(PASSAGE PROVIDED):
..........
Which is to say, they assume a user _now_ downloading source _now_ to compile
and use _now_.

One of the things I like about reproducibility is that someday, in the future,
when the project is closed and the website is down and the author is dead ...
we can take the source code and compile it and compare it to our own notes (or
to the wayback machine, or whatever) of the checksums, etc., of the binaries
and gain some confidence _that we have what we think we have_.

------
gwbas1c
I'm missing some context. I'm assuming the author is referring to binary
distributions of open-source software? Otherwise, "reproducible builds" means
something slightly different in a commercial software development environment.
(Think of someone building an e-commerce site where the software is
proprietary.)

Thus:

> You don’t need reproducible builds

No, not for open source. If it's open source, it's only valuable and useful to
have the source code if I can build it. Otherwise, if I can't build it, to me
it's no different than closed source.

> You don’t need reproducible builds

In a commercial development environment I need to build the code I work on.
..........
(WRITTEN REQUEST 1): Report each line of the records that contains the string "stone", matching its case exactly.
The records have nothing to do with the reproducible-builds thread.
..........
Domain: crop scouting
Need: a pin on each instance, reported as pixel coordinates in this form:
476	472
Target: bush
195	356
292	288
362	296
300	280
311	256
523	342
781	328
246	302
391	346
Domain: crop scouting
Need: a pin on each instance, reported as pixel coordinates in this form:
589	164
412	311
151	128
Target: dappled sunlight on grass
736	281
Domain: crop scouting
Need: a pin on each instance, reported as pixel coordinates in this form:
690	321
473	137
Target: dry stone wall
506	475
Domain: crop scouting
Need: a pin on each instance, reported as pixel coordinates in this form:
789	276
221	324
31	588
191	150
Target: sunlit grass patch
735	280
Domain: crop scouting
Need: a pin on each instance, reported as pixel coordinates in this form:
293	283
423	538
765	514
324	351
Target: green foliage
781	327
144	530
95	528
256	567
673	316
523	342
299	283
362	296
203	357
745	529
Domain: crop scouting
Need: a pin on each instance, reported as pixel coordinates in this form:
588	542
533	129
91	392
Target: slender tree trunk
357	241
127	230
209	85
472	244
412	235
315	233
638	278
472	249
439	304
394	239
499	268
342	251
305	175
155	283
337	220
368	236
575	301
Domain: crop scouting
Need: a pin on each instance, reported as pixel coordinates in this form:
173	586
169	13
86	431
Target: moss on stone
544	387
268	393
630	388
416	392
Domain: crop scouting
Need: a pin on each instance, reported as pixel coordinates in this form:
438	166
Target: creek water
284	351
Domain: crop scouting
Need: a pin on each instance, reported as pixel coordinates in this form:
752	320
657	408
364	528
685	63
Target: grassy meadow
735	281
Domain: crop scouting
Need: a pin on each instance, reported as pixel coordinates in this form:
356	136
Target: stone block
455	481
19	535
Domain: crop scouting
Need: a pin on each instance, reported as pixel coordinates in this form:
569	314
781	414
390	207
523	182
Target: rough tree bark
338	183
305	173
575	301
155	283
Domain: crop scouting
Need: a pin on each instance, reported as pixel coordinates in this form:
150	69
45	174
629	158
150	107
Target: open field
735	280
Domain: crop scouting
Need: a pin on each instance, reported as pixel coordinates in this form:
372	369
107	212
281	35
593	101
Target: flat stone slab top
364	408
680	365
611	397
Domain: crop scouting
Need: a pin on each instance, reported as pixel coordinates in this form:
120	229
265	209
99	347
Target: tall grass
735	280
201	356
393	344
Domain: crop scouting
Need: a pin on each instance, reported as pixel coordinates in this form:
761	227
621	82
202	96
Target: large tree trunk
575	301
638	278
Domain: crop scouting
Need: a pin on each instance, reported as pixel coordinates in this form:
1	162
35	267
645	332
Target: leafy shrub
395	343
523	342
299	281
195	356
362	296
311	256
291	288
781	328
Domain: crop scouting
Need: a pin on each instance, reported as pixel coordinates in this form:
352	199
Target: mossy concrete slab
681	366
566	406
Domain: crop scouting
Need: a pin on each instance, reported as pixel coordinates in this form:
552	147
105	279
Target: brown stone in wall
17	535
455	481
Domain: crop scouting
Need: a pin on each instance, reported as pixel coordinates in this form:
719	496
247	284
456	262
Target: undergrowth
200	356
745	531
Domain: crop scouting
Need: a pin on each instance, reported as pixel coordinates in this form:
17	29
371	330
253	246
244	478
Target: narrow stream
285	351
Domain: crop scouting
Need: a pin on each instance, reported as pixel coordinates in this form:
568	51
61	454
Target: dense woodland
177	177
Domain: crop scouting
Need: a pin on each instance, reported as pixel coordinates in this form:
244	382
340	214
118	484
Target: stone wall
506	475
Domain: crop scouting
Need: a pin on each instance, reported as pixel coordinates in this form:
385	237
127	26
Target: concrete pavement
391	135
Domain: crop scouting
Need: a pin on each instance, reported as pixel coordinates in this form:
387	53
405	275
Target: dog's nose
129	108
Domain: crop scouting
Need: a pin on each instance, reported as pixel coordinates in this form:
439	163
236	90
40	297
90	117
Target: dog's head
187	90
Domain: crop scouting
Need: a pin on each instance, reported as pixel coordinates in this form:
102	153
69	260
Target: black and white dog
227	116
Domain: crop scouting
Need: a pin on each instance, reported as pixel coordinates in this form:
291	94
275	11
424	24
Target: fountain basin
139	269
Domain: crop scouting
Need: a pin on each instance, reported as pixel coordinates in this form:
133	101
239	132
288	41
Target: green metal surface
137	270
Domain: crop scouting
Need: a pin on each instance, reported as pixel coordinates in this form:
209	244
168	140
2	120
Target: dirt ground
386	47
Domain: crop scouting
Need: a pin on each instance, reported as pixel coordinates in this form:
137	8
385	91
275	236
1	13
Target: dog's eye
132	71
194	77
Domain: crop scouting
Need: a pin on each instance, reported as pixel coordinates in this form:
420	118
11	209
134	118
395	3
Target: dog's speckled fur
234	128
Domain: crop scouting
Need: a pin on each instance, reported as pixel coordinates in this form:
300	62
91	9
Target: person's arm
..........
(WRITTEN REQUEST 2): Continue the reproducible-builds thread, starting right after its final sentence.

(ANSWER 1):
Target: dry stone wall
Target: moss on stone
Target: stone block
Target: flat stone slab top
Target: brown stone in wall
Target: stone wall

(ANSWER 2):
What about when a bug exists due to problems in the build environment? If I
can't reproduce the build environment, I can't fix the bug.

------
ENOTTY
I think the author hasn’t accurately described the workflow where reproducible
builds are used.

Here’s my attempt.

There are three entities:

1\. The vendor, who creates and _distributes_ a product, which may include
software, to the end user

2\. The end user, who receives the product from the vendor, operates the
product, and trusts one or more verifiers to correctly certify the product
according to some standard that the user desires

3\. Verifiers, who receive proprietary access to the vendor’s product (e.g.
source code) and check that the product meets a set of standards and assert
that fact to the users

Note that verifiers are NOT in the job of distributing products to users.
That’s a hard job and it seems understandable to me if verifiers don’t want
that job.

Reproducible builds help link a specific version of source code that a
verifier certified to a specific product being operated by a user. Without it,
the user trusts the vendor much more than with it.

Yes it adds brittleness and delay (see FIPS 140 certification). These are use
case specific trade offs that only users can judge.

In the case where some facts about the source code can be formally verified,
reproducible builds support that trust relationship much better. I might go so
far as to say that reproducible builds are essential for trusting formal
verification.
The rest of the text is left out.